STATED EXERCISE A: In the records, rewrite everything from the line containing "Mark a point on each instance of the dark" down through the end of the records, substituting "gray" for "grey" and leaving every other part unchanged. Leave the pictures out.
--- start of PAGE TEXT ---
Is there anything else that "tastes" Ash ? A concrete reason that makes you
think the "-" prefix in this case is better than the "/" folder?  How
strong is your "taste" preference and do you think it will have some
lasting effect if we choose to flatten the folder structure?

I might make a small vote to see what is the preference of people if we
think this is an important aspect.

BTW. This is why I really love black/ruff formatting - we stopped wasting
time on "taste" discussion - it does not matter what is the individual
preference, consistency is more important and I prefer to do stuff that
really matters but if people feel strongly that we should discuss it, I
might make a vote there.

J.

On Thu, Jan 9, 2025 at 5:48 PM Ash Berlin-Taylor <a...@apache.org> wrote:

> My preference is for being “more direct” and not having deeply nested
> things where possible — I think Microsoft might be the one case where
> having extra folders makes sense. And I’m fine with things not being
> consistent across providers/groups of providers.
>
> -ash
>
>
>
> > On 8 Jan 2025, at 17:18, Jarek Potiuk <ja...@potiuk.com> wrote:
> >
> > Can you give an example of what might break why having
> > `providers/aapche-beam/src/airflow/providers/apache/beam`?
> >
> > Nothing will break. It's just:
> >
> > * the code will have to be a little more complex as it will have to do
> some
> > conditional writes of "-" "/"
> > * there will be inconsistency in the depth of folders - outside it will
> be
> > 1, inside it will be 2 (as it is in your example)/
> > * it will be a bit more convention/ complex to limit related providers
> (say
> > microsoft) - with the current scheme "providers/microsoft" is the
> directory
> > containing all microsoft providers. If we change it to "-", you have to
> > find all sub-directories following "microsoft-*" convention.
> >
> > I am not super-strong on it - we could do either, it's just my preference
> > to use folders for grouping related things (as folders were designed
> for).
> >
> > J.
> >
> > On Wed, Jan 8, 2025 at 5:03 PM Ash Berlin-Taylor <a...@apache.org> wrote:
> >
> >>> And we already have a number of mappings and conventions to handle
> that.
> >>> For example provider I'd mapping to dirs (apache.beam -> apache/beam),
> >> and
> >>> 'apache-airflow-providers-apache-beam' as package na e  and
> >>> airflow/providers/apache/beam as packages inside the distribution.
> Those
> >>> will remain as they are - we cannot change them without breaking
> >>> compatibility.
--- end of PAGE TEXT ---
--- start of INPUT FOR THIS TASK ---
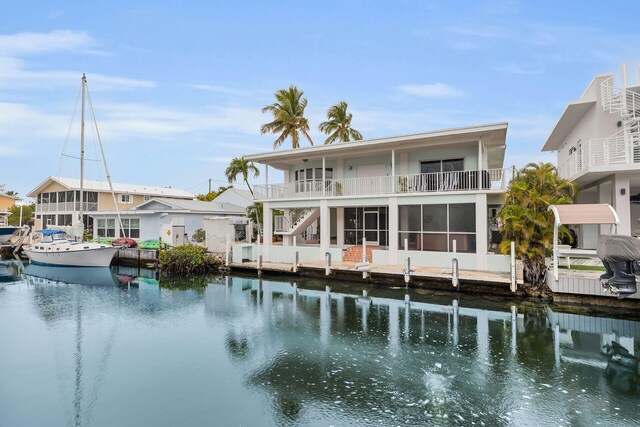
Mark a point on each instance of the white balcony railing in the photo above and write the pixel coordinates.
(490, 179)
(66, 207)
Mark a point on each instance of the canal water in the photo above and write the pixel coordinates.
(104, 347)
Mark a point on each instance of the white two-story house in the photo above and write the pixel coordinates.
(424, 196)
(597, 140)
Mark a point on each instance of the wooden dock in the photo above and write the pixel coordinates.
(135, 257)
(391, 275)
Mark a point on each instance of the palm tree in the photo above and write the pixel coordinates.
(240, 165)
(288, 117)
(526, 220)
(338, 125)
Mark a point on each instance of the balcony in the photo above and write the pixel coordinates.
(66, 207)
(437, 182)
(618, 152)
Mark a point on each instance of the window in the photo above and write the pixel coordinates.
(435, 227)
(368, 222)
(65, 219)
(131, 227)
(106, 227)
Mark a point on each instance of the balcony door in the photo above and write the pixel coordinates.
(371, 179)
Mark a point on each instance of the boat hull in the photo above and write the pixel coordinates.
(98, 257)
(6, 233)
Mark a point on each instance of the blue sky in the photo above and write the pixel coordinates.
(178, 88)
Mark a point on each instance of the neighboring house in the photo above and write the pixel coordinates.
(58, 199)
(429, 189)
(6, 201)
(174, 220)
(235, 196)
(597, 140)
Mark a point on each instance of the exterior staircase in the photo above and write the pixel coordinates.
(354, 253)
(291, 227)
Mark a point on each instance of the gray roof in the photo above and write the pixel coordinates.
(195, 205)
(103, 186)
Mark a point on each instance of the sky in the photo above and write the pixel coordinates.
(177, 87)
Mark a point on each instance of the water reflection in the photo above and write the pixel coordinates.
(410, 363)
(241, 349)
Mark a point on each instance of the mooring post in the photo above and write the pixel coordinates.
(227, 250)
(364, 250)
(327, 263)
(407, 270)
(455, 280)
(514, 282)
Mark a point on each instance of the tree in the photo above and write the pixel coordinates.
(526, 220)
(338, 125)
(288, 117)
(213, 194)
(27, 214)
(241, 166)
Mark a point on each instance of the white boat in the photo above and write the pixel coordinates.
(6, 230)
(55, 248)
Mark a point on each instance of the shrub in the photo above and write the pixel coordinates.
(187, 259)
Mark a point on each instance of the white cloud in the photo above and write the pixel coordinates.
(34, 43)
(219, 89)
(433, 90)
(519, 69)
(14, 75)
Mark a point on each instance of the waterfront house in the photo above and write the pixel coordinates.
(597, 141)
(437, 192)
(58, 199)
(236, 197)
(173, 219)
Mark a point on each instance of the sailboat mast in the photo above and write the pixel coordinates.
(84, 82)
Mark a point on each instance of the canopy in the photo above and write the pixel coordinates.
(50, 232)
(597, 213)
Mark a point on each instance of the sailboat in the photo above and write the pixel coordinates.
(56, 247)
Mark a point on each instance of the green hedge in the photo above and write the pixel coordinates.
(187, 259)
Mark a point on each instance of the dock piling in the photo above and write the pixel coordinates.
(455, 274)
(327, 263)
(514, 282)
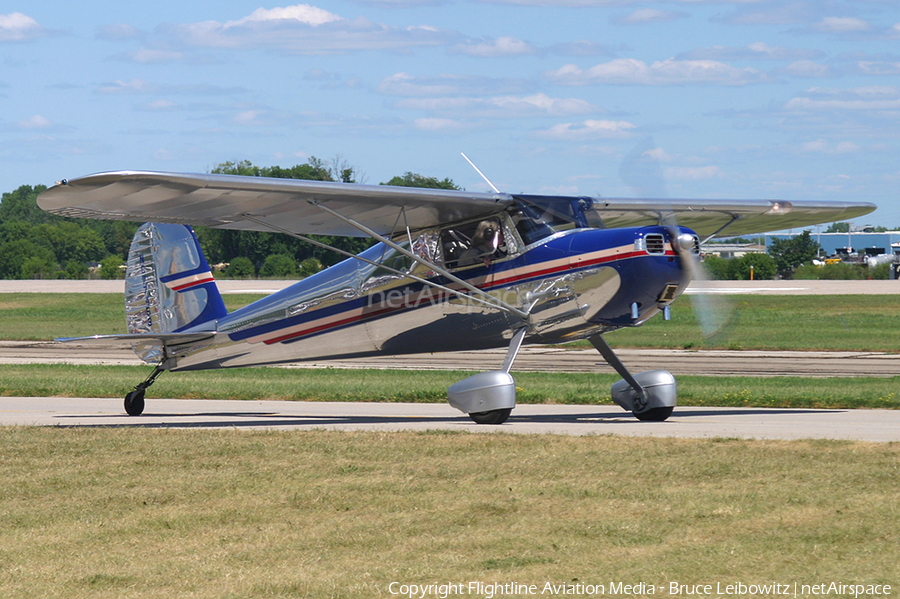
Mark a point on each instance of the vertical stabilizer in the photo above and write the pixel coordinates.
(169, 287)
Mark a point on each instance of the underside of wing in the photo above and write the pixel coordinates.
(729, 217)
(263, 204)
(254, 203)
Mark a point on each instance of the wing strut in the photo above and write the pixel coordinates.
(485, 297)
(480, 297)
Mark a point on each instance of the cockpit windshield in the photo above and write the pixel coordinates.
(538, 217)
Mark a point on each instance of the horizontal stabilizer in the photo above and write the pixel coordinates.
(152, 348)
(168, 339)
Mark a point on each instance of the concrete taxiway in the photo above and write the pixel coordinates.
(759, 423)
(751, 423)
(539, 358)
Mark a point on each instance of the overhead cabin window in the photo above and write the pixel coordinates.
(538, 217)
(479, 242)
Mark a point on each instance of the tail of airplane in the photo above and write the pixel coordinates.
(169, 287)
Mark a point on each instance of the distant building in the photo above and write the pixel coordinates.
(860, 241)
(732, 250)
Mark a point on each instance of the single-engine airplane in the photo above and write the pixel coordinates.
(451, 270)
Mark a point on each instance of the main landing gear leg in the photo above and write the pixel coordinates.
(134, 401)
(650, 395)
(489, 397)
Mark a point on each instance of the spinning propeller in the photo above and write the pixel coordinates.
(641, 171)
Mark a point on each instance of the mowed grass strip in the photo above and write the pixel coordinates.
(772, 322)
(843, 322)
(110, 513)
(330, 384)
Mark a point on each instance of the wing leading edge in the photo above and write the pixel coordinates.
(222, 201)
(252, 203)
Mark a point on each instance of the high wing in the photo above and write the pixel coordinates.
(732, 217)
(226, 202)
(259, 204)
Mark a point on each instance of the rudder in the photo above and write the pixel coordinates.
(169, 286)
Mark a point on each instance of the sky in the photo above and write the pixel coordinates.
(786, 99)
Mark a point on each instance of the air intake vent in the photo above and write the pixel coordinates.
(655, 244)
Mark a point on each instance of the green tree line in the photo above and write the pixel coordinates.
(35, 244)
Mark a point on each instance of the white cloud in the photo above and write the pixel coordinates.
(503, 106)
(692, 173)
(869, 67)
(305, 29)
(857, 99)
(629, 71)
(841, 25)
(590, 129)
(18, 27)
(404, 84)
(820, 146)
(35, 122)
(303, 13)
(502, 46)
(807, 68)
(141, 87)
(644, 16)
(161, 105)
(754, 51)
(440, 125)
(148, 56)
(248, 117)
(118, 32)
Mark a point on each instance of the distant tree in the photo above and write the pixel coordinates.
(240, 268)
(415, 180)
(109, 267)
(718, 268)
(39, 266)
(76, 270)
(14, 254)
(221, 245)
(70, 241)
(21, 205)
(791, 253)
(310, 266)
(279, 266)
(763, 267)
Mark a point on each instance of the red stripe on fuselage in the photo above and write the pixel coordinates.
(441, 295)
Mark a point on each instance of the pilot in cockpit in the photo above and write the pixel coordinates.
(485, 241)
(481, 244)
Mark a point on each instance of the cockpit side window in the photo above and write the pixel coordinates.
(539, 217)
(479, 242)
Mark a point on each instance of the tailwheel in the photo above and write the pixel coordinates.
(491, 416)
(654, 414)
(134, 402)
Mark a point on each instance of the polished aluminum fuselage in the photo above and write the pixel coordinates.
(572, 284)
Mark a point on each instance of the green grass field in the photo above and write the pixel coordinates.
(123, 512)
(851, 322)
(114, 513)
(328, 384)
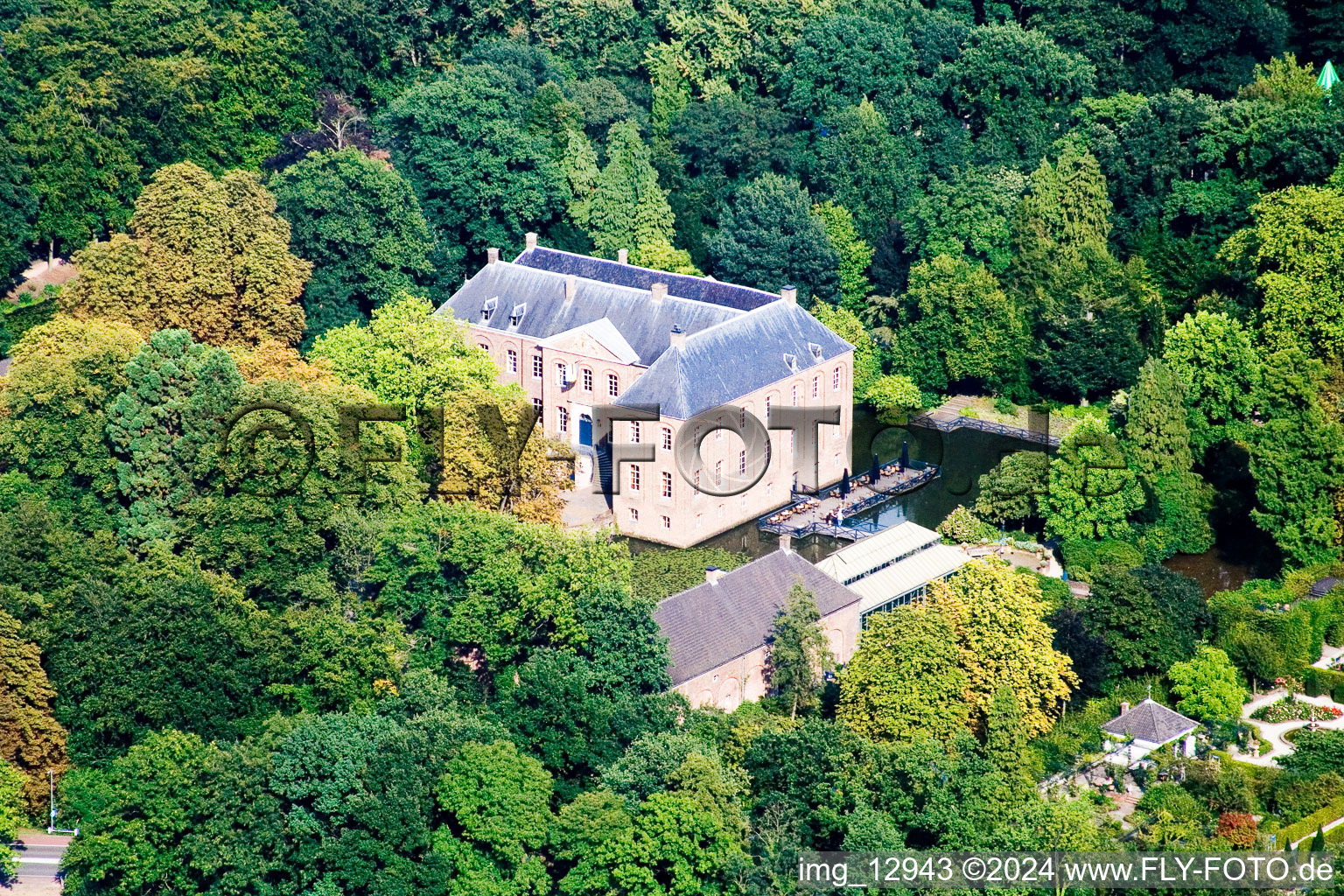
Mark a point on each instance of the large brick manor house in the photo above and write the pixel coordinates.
(578, 332)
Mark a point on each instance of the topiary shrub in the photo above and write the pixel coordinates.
(964, 526)
(1086, 560)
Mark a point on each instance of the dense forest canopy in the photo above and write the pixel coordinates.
(1130, 213)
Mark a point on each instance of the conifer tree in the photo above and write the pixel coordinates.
(1155, 427)
(799, 652)
(855, 254)
(578, 161)
(629, 208)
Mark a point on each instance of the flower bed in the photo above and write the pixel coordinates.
(1289, 710)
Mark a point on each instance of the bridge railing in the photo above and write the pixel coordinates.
(985, 426)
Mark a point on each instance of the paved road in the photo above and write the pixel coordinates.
(39, 860)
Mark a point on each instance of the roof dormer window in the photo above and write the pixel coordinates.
(488, 309)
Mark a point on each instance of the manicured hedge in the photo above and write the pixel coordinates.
(1313, 821)
(1318, 682)
(1086, 560)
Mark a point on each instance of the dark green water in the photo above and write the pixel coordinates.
(962, 454)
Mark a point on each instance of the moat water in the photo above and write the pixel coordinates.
(964, 456)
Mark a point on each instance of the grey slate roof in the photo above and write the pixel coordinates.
(711, 624)
(1151, 722)
(701, 289)
(647, 326)
(722, 363)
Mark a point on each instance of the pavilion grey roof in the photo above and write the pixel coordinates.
(1151, 722)
(714, 622)
(732, 359)
(701, 289)
(1323, 586)
(878, 551)
(646, 324)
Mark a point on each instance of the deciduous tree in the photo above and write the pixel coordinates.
(905, 682)
(360, 226)
(1210, 685)
(1092, 488)
(203, 254)
(767, 240)
(32, 740)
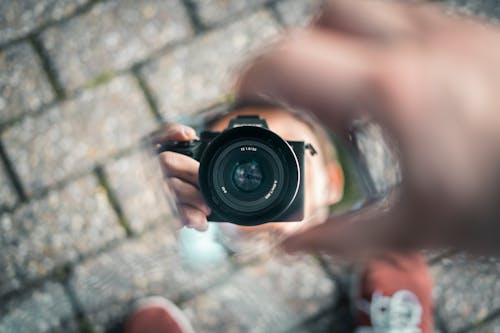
--- end of INPUT FOR THIS TASK ---
STATED EXERCISE B:
Answer these questions about the email thread:
(i) Which formatting does J. say he really loves?
(ii) In what one case does Ash think having extra folders might make sense?
(iii) Under the current scheme, which directory contains all microsoft providers?

WORKED SOLUTION A:
Mark a point on each instance of the dark green water in the photo above and write the pixel coordinates.
(962, 454)
Mark a point on each instance of the moat water in the photo above and write the pixel coordinates.
(964, 456)
Mark a point on each instance of the gray slate roof in the photo above and write the pixel coordinates.
(711, 624)
(1151, 722)
(701, 289)
(647, 326)
(722, 363)
Mark a point on each instance of the pavilion gray roof in the photo above and write the pixel coordinates.
(1151, 722)
(714, 622)
(732, 359)
(701, 289)
(1323, 586)
(878, 551)
(646, 324)
Mark a point on each instance of the deciduous tree in the photo above and write the pixel coordinates.
(905, 682)
(360, 226)
(1210, 685)
(1092, 488)
(203, 254)
(767, 240)
(32, 740)

WORKED SOLUTION B:
(i) black/ruff formatting
(ii) Microsoft
(iii) "providers/microsoft"